Task statement:
Your job is to retype the records exactly while dropping every picture.

Dataset entries:
Segment Open

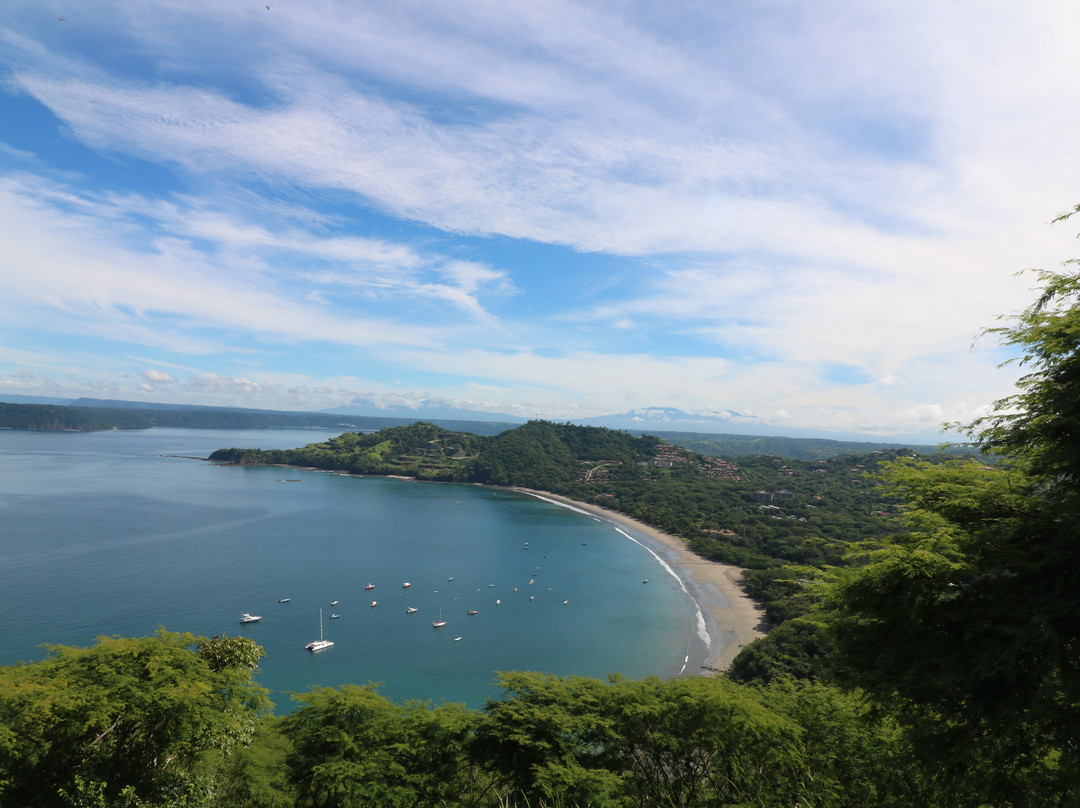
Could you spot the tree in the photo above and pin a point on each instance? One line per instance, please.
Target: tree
(124, 719)
(970, 624)
(352, 748)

Segment Closed

Task response:
Could you spot the tree in the photo above and pin a point on each instance? One line per instance, please.
Target: tree
(124, 719)
(970, 624)
(352, 748)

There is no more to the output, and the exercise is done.